__YOUR INSTRUCTIONS__
Restate every record word for word, without the pictures.

--- THE DATA ---

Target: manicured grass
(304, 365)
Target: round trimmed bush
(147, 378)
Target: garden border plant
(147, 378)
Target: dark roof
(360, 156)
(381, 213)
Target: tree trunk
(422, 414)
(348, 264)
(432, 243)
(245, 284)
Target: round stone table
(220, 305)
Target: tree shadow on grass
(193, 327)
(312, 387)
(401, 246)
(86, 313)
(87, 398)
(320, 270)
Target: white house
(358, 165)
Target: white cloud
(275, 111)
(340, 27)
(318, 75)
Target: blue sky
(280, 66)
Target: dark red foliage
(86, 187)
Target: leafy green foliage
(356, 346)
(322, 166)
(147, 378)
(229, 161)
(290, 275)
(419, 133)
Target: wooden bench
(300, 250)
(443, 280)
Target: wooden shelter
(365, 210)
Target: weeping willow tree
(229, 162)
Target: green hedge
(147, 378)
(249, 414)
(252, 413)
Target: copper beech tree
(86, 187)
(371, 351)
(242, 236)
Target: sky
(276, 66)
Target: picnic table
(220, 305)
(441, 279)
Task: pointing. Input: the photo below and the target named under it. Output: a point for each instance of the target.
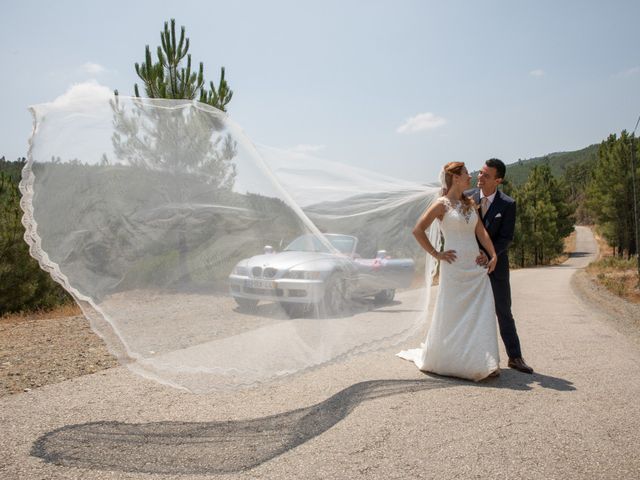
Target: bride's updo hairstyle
(451, 169)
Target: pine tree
(610, 193)
(167, 79)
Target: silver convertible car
(321, 273)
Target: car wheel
(246, 304)
(385, 296)
(335, 296)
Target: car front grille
(269, 272)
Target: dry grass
(68, 310)
(617, 275)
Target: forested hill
(518, 172)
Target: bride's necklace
(458, 206)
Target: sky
(397, 87)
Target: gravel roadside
(37, 352)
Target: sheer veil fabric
(188, 248)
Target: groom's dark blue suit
(500, 222)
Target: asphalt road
(374, 416)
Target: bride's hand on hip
(448, 256)
(491, 264)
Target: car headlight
(240, 270)
(303, 275)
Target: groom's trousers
(502, 297)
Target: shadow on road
(231, 446)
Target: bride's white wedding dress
(462, 339)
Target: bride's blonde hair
(455, 168)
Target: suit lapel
(494, 208)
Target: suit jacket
(500, 223)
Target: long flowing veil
(207, 263)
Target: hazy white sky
(398, 87)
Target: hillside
(517, 172)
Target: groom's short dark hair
(501, 170)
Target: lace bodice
(458, 227)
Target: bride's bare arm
(435, 210)
(485, 241)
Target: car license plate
(264, 284)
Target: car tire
(385, 296)
(246, 304)
(335, 296)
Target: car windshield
(311, 243)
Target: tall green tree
(168, 78)
(182, 141)
(610, 193)
(544, 218)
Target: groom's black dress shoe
(518, 364)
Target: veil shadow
(220, 447)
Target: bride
(462, 340)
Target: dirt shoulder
(40, 351)
(624, 315)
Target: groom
(498, 213)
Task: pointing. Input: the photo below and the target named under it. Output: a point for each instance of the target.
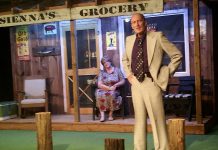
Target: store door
(87, 43)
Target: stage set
(64, 45)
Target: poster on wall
(22, 41)
(111, 41)
(50, 29)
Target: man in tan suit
(148, 86)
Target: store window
(174, 24)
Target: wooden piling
(114, 144)
(176, 134)
(44, 131)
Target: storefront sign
(116, 9)
(22, 43)
(35, 17)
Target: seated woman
(107, 94)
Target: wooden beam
(75, 73)
(44, 131)
(176, 134)
(197, 61)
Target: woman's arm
(102, 86)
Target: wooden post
(75, 73)
(176, 134)
(44, 132)
(197, 61)
(114, 144)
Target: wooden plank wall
(46, 65)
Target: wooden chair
(120, 112)
(182, 100)
(34, 94)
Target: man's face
(138, 24)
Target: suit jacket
(157, 44)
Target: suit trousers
(147, 99)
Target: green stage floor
(67, 140)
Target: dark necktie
(140, 62)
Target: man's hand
(130, 78)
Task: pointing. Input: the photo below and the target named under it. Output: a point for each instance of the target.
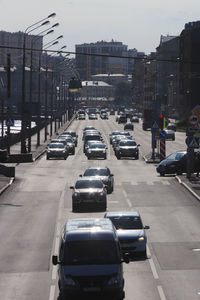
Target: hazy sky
(138, 24)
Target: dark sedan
(96, 150)
(89, 192)
(102, 173)
(130, 230)
(55, 150)
(175, 163)
(128, 125)
(127, 148)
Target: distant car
(70, 143)
(81, 117)
(74, 136)
(134, 119)
(127, 148)
(89, 192)
(128, 125)
(102, 173)
(171, 126)
(104, 116)
(170, 134)
(175, 163)
(96, 150)
(113, 134)
(55, 150)
(130, 230)
(112, 112)
(122, 119)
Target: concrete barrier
(20, 158)
(7, 171)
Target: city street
(36, 206)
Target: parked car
(90, 260)
(70, 143)
(96, 150)
(129, 126)
(89, 192)
(130, 230)
(175, 163)
(127, 148)
(102, 173)
(55, 150)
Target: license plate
(92, 289)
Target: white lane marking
(129, 202)
(166, 182)
(52, 292)
(152, 265)
(54, 273)
(161, 293)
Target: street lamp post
(23, 110)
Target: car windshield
(96, 145)
(175, 156)
(95, 172)
(127, 222)
(127, 143)
(86, 184)
(91, 252)
(56, 145)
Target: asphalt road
(34, 209)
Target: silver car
(130, 230)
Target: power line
(145, 57)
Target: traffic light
(161, 121)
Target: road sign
(193, 119)
(10, 122)
(192, 141)
(154, 125)
(162, 134)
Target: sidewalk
(36, 151)
(192, 184)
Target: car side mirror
(55, 260)
(126, 258)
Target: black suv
(90, 260)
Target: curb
(7, 185)
(187, 187)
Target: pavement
(192, 184)
(36, 151)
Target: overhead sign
(193, 119)
(192, 142)
(154, 125)
(10, 122)
(162, 134)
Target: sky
(137, 24)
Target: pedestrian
(197, 163)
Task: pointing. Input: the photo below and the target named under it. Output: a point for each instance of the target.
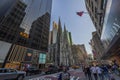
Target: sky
(80, 27)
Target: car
(32, 71)
(75, 67)
(52, 69)
(11, 74)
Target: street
(77, 74)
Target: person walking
(94, 72)
(106, 72)
(89, 73)
(99, 72)
(65, 75)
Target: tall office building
(111, 31)
(60, 43)
(12, 13)
(97, 46)
(96, 9)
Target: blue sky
(80, 27)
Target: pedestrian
(94, 72)
(85, 71)
(89, 73)
(99, 72)
(106, 72)
(65, 75)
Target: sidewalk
(116, 77)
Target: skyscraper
(12, 13)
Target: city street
(43, 39)
(77, 74)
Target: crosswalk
(75, 75)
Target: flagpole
(85, 12)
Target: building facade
(111, 31)
(60, 46)
(97, 46)
(11, 17)
(96, 10)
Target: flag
(80, 13)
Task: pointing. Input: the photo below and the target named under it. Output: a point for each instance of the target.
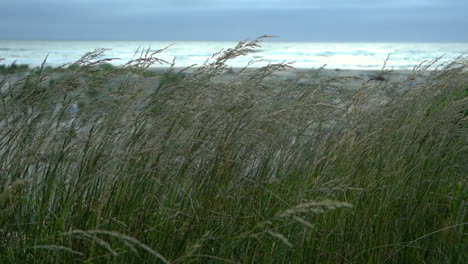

---

__SOLVED EXERCISE__
Target: manicured grass
(304, 365)
Target: round trimmed bush
(147, 378)
Target: garden border plant
(147, 378)
Target: dark roof
(360, 156)
(381, 213)
Target: tree trunk
(422, 414)
(348, 264)
(432, 243)
(245, 284)
Target: round stone table
(220, 305)
Target: tree shadow on grass
(193, 327)
(312, 387)
(401, 246)
(86, 313)
(87, 398)
(320, 270)
Target: white house
(358, 165)
Target: white cloud
(275, 111)
(340, 27)
(318, 75)
Target: blue sky
(280, 66)
Target: dark red foliage
(86, 187)
Target: leafy green foliage
(356, 346)
(322, 166)
(147, 378)
(229, 161)
(290, 275)
(419, 133)
Target: wooden bench
(300, 250)
(443, 280)
Target: wooden shelter
(365, 210)
Target: weeping willow tree
(229, 162)
Target: green hedge
(147, 378)
(249, 414)
(252, 413)
Target: copper beech tree
(86, 187)
(371, 351)
(242, 236)
Target: sky
(276, 66)
Target: picnic table
(220, 305)
(441, 279)
Task: pointing. Input: the photo below and the target named under it. Output: a point for each instance of the target.
Target: bride's updo hairstyle
(451, 169)
Target: pine tree
(610, 193)
(167, 79)
Target: silver convertible car
(321, 273)
Target: car wheel
(246, 304)
(385, 296)
(335, 296)
Target: car front grille
(269, 272)
Target: dry grass
(68, 310)
(617, 275)
Target: forested hill
(518, 172)
Target: bride's necklace
(458, 206)
Target: sky
(397, 87)
Target: gravel roadside
(37, 352)
Target: sheer veil fabric
(188, 248)
Target: groom's dark blue suit
(500, 222)
Target: asphalt road
(374, 416)
Target: bride's hand on hip
(448, 256)
(491, 264)
Target: car headlight
(240, 270)
(303, 275)
Target: groom's trousers
(502, 297)
Target: shadow on road
(231, 446)
Target: bride's white wedding dress
(462, 339)
Target: bride's blonde hair
(455, 168)
Target: suit lapel
(494, 208)
Target: suit jacket
(500, 223)
Target: long flowing veil
(207, 263)
Target: hazy white sky
(398, 87)
Target: hillside
(517, 172)
Target: groom's short dark hair
(501, 170)
Target: lace bodice
(458, 227)
Target: bride's bare arm
(435, 210)
(485, 241)
Target: car license plate
(264, 284)
Target: car tire
(385, 296)
(246, 304)
(335, 296)
Target: car windshield
(311, 243)
Target: tall green tree
(168, 78)
(182, 141)
(610, 193)
(544, 218)
Target: groom's black dress shoe
(518, 364)
Target: veil shadow
(220, 447)
Target: bride
(462, 340)
Target: dirt shoulder
(40, 351)
(624, 315)
Target: groom
(498, 213)
Task: pointing. Input: the photo below and the target named under it. Output: a point for each instance of the target.
Target: store door
(87, 43)
Target: stage set
(64, 45)
Target: poster on wall
(22, 41)
(111, 41)
(50, 29)
Target: man in tan suit
(148, 86)
Target: store window
(174, 24)
Target: wooden piling
(114, 144)
(176, 134)
(44, 131)
Target: storefront sign
(116, 9)
(22, 43)
(35, 17)
Target: seated woman
(107, 94)
Target: wooden beam
(75, 73)
(44, 131)
(176, 134)
(197, 61)
Target: woman's arm
(102, 86)
Target: wooden post
(75, 73)
(176, 134)
(44, 132)
(197, 61)
(114, 144)
Target: wooden plank wall
(46, 65)
Target: wooden chair
(120, 112)
(182, 100)
(34, 94)
Target: man's face
(138, 24)
Target: suit jacket
(157, 44)
Target: suit trousers
(147, 99)
Target: green stage floor
(67, 140)
Target: dark necktie
(140, 62)
Target: man's hand
(130, 78)
Task: pointing. Input: the photo below and the target named under it. Output: a point for each instance of the target.
Target: hazy sky
(138, 24)
Target: dark sedan
(96, 150)
(89, 192)
(102, 173)
(130, 230)
(55, 150)
(175, 163)
(128, 125)
(127, 148)
Target: distant car
(70, 143)
(81, 117)
(74, 136)
(134, 119)
(127, 148)
(89, 192)
(128, 125)
(102, 173)
(171, 126)
(104, 116)
(170, 134)
(175, 163)
(96, 150)
(113, 134)
(55, 150)
(130, 230)
(112, 112)
(122, 119)
Target: concrete barrier
(20, 158)
(7, 171)
Target: city street
(36, 206)
Target: parked car
(90, 260)
(70, 143)
(96, 150)
(129, 126)
(89, 192)
(130, 230)
(175, 163)
(127, 148)
(102, 173)
(55, 150)
Target: license plate
(92, 289)
Target: white lane marking
(129, 202)
(166, 182)
(52, 292)
(152, 265)
(54, 273)
(161, 293)
Target: street lamp post
(23, 110)
Target: car windshield
(96, 145)
(175, 156)
(95, 172)
(127, 222)
(127, 143)
(86, 184)
(91, 252)
(56, 145)
Target: asphalt road
(34, 209)
Target: silver car
(130, 230)
Target: power line
(145, 57)
Target: traffic light
(161, 121)
Target: road sign
(193, 119)
(10, 122)
(192, 141)
(154, 125)
(162, 134)
Target: sidewalk
(36, 151)
(192, 184)
Target: car side mirror
(55, 260)
(126, 258)
Target: black suv
(90, 260)
Target: curb
(7, 185)
(187, 187)
Target: pavement
(192, 184)
(36, 151)
Target: overhead sign
(193, 119)
(192, 142)
(154, 125)
(10, 122)
(162, 134)
Target: sky
(137, 24)
Target: pedestrian
(197, 163)
Task: pointing. Input: the photo below and the target named under it. Output: a point for each instance of the target.
Target: sky
(80, 27)
Target: car
(32, 71)
(75, 67)
(52, 69)
(11, 74)
Target: street
(77, 74)
Target: person walking
(94, 72)
(106, 72)
(89, 73)
(99, 72)
(65, 75)
Target: tall office building
(111, 31)
(60, 43)
(12, 13)
(97, 46)
(96, 9)
Target: blue sky
(80, 27)
Target: pedestrian
(94, 72)
(85, 71)
(89, 73)
(99, 72)
(106, 72)
(65, 75)
Target: sidewalk
(116, 77)
Target: skyscraper
(12, 13)
Target: city street
(43, 39)
(77, 74)
Target: crosswalk
(75, 75)
Target: flagpole
(85, 12)
Target: building facade
(111, 31)
(60, 46)
(97, 46)
(11, 17)
(96, 10)
Target: flag
(80, 13)
Task: pointing. Input: the photo below and the target named under it. Output: a point for each instance of the target.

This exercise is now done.